• SOURCE RECORDS:
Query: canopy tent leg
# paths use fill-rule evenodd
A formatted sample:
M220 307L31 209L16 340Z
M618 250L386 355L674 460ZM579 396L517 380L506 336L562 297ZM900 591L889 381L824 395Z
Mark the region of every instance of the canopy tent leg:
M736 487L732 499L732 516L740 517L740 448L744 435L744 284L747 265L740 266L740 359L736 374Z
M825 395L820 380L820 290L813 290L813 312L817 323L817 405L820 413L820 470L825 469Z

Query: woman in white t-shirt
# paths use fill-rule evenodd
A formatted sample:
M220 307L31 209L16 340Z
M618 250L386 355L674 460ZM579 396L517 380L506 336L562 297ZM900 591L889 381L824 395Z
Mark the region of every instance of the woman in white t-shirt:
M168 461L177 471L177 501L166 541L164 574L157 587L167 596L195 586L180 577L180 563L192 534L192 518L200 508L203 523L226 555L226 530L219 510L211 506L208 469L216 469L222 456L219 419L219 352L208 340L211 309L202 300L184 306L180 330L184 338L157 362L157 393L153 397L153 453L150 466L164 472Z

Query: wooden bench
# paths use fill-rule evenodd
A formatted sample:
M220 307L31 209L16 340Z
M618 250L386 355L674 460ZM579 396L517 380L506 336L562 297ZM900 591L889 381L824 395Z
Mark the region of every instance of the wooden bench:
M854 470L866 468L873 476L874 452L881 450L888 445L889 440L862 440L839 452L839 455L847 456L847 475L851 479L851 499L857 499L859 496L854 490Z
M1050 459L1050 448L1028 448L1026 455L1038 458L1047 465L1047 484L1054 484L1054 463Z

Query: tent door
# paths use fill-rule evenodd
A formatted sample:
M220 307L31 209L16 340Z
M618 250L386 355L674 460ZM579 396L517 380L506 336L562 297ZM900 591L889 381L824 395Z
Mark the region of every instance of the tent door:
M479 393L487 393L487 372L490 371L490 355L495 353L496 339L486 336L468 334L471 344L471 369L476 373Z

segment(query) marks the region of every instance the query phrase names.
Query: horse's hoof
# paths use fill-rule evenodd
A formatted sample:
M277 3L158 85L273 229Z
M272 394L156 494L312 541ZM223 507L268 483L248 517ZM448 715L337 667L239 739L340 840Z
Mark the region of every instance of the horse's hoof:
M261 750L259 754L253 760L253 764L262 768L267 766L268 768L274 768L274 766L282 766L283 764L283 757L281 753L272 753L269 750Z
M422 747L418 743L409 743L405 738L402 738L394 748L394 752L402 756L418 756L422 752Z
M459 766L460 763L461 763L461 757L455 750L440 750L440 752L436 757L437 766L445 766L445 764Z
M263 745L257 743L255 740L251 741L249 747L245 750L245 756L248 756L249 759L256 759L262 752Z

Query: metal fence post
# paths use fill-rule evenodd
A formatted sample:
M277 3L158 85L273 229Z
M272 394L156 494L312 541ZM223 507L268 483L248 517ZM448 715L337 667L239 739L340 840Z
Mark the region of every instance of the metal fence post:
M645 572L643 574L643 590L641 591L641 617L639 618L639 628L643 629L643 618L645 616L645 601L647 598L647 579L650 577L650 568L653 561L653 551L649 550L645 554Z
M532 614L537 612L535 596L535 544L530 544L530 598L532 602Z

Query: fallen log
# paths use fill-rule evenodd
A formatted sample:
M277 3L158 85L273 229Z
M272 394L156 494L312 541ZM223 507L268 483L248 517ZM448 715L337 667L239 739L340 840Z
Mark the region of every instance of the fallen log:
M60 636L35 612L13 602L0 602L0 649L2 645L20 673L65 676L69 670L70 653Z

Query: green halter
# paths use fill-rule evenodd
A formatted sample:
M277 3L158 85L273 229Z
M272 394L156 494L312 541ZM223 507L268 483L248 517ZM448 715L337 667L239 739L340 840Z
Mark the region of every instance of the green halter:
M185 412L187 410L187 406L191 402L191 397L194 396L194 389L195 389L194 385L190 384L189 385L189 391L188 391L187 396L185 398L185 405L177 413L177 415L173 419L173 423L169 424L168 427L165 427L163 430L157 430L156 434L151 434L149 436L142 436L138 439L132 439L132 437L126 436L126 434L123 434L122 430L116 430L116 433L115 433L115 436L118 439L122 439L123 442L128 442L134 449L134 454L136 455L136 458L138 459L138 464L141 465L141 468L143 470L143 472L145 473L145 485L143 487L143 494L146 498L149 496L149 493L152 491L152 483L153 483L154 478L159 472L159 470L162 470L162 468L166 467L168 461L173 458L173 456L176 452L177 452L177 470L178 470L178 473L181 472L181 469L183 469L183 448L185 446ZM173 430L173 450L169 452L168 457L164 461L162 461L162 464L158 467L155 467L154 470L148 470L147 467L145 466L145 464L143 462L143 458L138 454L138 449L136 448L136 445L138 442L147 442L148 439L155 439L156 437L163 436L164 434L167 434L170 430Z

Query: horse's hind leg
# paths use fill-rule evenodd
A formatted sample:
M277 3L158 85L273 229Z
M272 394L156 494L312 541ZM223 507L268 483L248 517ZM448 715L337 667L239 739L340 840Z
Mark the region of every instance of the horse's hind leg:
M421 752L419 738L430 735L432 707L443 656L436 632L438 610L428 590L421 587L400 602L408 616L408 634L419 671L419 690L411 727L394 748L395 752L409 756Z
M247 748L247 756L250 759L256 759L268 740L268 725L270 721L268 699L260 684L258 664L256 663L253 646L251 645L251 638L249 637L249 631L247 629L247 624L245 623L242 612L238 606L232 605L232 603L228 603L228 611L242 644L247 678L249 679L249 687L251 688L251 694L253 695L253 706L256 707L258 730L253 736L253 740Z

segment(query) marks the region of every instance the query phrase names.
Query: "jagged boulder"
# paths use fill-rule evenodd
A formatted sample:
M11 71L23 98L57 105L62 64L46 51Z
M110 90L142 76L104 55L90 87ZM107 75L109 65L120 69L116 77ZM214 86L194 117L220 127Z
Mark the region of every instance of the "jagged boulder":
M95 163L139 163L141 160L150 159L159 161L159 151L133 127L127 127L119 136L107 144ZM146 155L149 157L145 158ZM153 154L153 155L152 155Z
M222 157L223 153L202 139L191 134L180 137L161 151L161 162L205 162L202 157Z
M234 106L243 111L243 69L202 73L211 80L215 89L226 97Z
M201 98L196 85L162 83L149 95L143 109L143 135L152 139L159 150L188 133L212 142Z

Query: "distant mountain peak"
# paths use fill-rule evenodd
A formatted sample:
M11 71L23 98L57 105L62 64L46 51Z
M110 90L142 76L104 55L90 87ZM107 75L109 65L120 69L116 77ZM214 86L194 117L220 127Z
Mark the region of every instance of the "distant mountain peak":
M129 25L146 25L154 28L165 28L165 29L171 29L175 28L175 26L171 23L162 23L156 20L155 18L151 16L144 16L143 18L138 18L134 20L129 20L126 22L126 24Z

--

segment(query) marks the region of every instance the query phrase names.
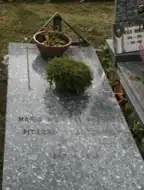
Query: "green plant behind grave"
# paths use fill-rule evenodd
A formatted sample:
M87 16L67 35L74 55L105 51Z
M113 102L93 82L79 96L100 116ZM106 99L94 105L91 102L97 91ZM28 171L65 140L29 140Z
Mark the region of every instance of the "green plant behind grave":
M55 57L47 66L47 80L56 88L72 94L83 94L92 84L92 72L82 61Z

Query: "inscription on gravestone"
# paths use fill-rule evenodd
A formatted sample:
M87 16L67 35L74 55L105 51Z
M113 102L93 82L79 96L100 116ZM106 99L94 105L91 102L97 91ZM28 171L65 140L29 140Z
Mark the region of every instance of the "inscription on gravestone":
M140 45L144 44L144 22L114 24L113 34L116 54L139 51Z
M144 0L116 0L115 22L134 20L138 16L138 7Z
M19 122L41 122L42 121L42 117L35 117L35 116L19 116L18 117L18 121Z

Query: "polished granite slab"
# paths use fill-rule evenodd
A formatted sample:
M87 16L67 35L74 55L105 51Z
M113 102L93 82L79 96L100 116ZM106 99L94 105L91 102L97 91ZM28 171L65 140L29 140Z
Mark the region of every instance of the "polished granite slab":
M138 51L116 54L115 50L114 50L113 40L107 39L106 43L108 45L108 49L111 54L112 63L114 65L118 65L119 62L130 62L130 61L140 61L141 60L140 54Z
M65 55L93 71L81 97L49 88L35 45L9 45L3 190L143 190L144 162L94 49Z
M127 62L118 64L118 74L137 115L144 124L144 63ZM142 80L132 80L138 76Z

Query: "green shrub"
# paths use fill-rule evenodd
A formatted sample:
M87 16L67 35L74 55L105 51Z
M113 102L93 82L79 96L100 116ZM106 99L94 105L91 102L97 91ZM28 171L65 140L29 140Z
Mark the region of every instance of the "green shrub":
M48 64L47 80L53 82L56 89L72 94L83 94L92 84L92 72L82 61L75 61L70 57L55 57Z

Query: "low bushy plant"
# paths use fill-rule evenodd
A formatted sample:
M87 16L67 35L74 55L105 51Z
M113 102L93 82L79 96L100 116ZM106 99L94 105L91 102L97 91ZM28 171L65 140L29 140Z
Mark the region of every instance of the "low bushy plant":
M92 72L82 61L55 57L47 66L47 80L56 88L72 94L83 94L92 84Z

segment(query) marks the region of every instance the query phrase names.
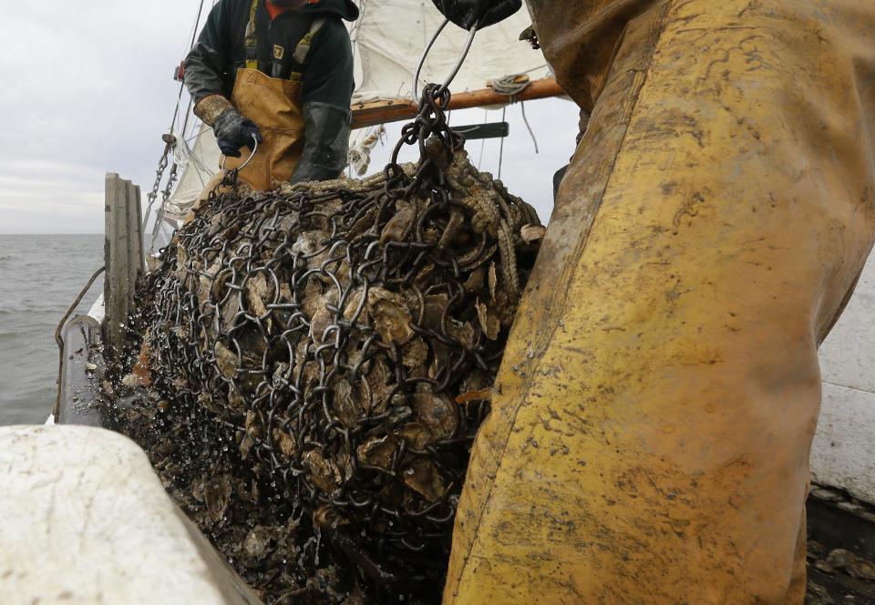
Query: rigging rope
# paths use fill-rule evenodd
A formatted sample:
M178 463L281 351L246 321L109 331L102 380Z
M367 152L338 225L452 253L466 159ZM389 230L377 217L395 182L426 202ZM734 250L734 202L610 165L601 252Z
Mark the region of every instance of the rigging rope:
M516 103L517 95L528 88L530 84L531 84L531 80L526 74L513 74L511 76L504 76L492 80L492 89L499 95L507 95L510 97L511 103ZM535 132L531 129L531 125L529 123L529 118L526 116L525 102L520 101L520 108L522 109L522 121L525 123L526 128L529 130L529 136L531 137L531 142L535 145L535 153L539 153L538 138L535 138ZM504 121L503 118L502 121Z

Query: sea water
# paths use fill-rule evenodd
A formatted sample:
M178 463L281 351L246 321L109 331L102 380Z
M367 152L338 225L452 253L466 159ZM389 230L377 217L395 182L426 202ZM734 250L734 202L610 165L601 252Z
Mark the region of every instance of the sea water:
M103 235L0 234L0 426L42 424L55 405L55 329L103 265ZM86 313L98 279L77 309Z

...

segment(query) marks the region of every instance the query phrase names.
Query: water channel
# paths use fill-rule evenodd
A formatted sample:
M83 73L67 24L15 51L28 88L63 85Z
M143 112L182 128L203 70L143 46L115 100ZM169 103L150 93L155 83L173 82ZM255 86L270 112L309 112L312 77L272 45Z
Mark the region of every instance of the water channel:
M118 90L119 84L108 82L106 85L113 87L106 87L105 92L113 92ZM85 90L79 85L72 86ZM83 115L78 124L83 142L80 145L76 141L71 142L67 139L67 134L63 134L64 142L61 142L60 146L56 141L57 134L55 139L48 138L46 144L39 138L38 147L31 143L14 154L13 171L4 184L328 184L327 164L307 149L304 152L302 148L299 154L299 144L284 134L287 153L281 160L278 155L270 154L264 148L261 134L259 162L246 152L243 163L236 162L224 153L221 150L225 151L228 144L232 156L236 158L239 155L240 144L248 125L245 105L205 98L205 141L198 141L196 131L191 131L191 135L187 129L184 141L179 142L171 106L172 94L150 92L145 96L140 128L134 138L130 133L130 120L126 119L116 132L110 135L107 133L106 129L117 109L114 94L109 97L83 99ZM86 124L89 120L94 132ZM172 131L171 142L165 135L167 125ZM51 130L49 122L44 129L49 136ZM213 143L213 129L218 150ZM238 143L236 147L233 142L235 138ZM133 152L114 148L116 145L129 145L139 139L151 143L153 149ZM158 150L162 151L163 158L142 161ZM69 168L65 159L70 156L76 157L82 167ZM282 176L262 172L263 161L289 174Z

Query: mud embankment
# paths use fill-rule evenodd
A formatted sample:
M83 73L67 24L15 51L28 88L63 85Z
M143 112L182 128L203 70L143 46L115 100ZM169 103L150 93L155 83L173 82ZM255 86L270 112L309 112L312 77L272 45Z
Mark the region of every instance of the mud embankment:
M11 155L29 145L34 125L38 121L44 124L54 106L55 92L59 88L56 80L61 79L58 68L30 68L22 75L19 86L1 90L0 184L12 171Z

• AIM: Rewrite the stretch from "Query: canopy tent leg" through "M736 487L732 499L732" with every "canopy tent leg" changed to "tent support pole", leaving all else as it stands.

• EXERCISE RESPONSE:
Query: tent support pole
# paths use fill-rule evenodd
A formatted sample:
M220 307L31 209L16 340Z
M618 250L386 355L674 460ZM579 396L517 380L506 336L562 297ZM900 591L889 381L824 395Z
Mark the region of every instance of the tent support pole:
M736 487L732 499L732 516L740 517L740 448L744 435L744 284L747 265L740 266L740 359L736 374Z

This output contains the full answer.